┌────────
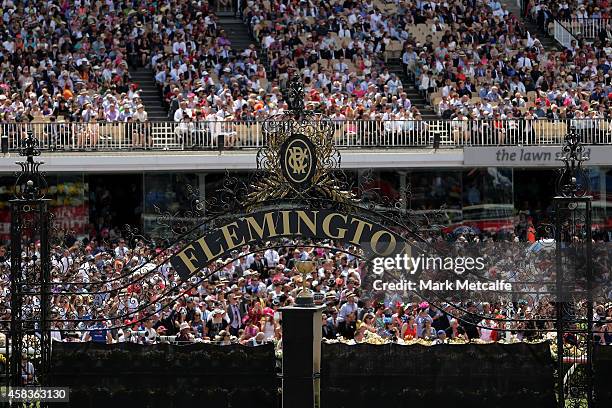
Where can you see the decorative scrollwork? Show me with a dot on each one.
(573, 181)
(271, 182)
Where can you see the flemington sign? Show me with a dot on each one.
(530, 156)
(374, 239)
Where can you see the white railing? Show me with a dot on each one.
(346, 134)
(589, 28)
(562, 34)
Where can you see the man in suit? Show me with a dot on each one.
(260, 265)
(235, 315)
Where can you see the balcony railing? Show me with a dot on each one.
(589, 28)
(347, 134)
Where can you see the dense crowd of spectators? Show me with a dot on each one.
(106, 290)
(69, 61)
(487, 65)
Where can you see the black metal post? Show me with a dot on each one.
(574, 278)
(16, 329)
(30, 331)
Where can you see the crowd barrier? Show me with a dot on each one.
(588, 28)
(214, 135)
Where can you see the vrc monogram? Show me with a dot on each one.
(298, 159)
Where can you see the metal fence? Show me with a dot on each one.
(347, 134)
(589, 28)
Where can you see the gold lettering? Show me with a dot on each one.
(206, 249)
(260, 229)
(286, 224)
(359, 231)
(326, 225)
(311, 223)
(188, 259)
(230, 236)
(374, 243)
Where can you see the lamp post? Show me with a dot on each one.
(30, 334)
(574, 277)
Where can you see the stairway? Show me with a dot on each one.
(237, 32)
(547, 41)
(149, 94)
(427, 112)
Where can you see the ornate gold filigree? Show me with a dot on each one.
(272, 184)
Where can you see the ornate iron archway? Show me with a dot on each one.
(298, 171)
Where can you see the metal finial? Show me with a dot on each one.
(30, 183)
(573, 182)
(294, 94)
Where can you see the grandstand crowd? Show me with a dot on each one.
(112, 290)
(70, 61)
└────────
= Your goal =
Reproduce the material above in full and without alteration, but skip all pictures.

= Written answer =
Where can you see the decorative scrollwork? Show me with a dot on each one.
(573, 181)
(271, 182)
Where can you see the flemington sign? Show me with a dot on each one.
(530, 156)
(374, 239)
Where can you see the white railing? Show me with a dot on each one.
(346, 134)
(589, 28)
(562, 34)
Where can you see the man in suit? Show me with a dot on each one.
(260, 265)
(235, 315)
Where can you see the balcony railing? Show me with a dot on each one.
(589, 28)
(347, 134)
Where can you see the dense crowd of spectators? Show me with a dot on each one.
(106, 290)
(69, 61)
(487, 65)
Where can you see the black metal post? Show me with a dot on each one.
(574, 278)
(16, 329)
(30, 331)
Where can you see the crowd barrier? Show me with a dot on each one.
(588, 28)
(214, 135)
Where can you see the vrc monogram? Show me with a dot on each one.
(298, 159)
Where can you see the metal fence? Show me with a dot on each one.
(347, 134)
(589, 28)
Where can you see the gold lettering? Show me with a dot on each one.
(206, 249)
(260, 229)
(286, 224)
(359, 231)
(326, 225)
(311, 223)
(188, 259)
(230, 236)
(374, 243)
Where can you see the lamp post? Show me with a dot on each one.
(30, 334)
(574, 277)
Where can you see the stairway? Show me with a dot on each one.
(237, 32)
(547, 41)
(149, 94)
(427, 112)
Where can you see the ornate gold filigree? Show me with a dot on each one.
(272, 184)
Where can you see the ornate iron archway? Show me with a dot on each one.
(298, 171)
Where can you see the metal finial? Show me with a dot on each one.
(30, 183)
(573, 182)
(294, 94)
Where can you see the grandstand crowd? Show me with a dot on each one.
(112, 290)
(70, 61)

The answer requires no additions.